+++ Record extracts +++
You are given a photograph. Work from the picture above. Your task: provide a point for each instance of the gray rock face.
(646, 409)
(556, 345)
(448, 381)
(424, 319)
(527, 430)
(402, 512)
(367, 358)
+++
**What you will do:** Copy out every line of the items above, with no changes at all.

**Result for this exercise:**
You are given a photograph. Work from the picture above. Your task: provide a point for each instance of the gray rock face.
(646, 409)
(556, 345)
(448, 381)
(424, 319)
(527, 430)
(402, 512)
(367, 358)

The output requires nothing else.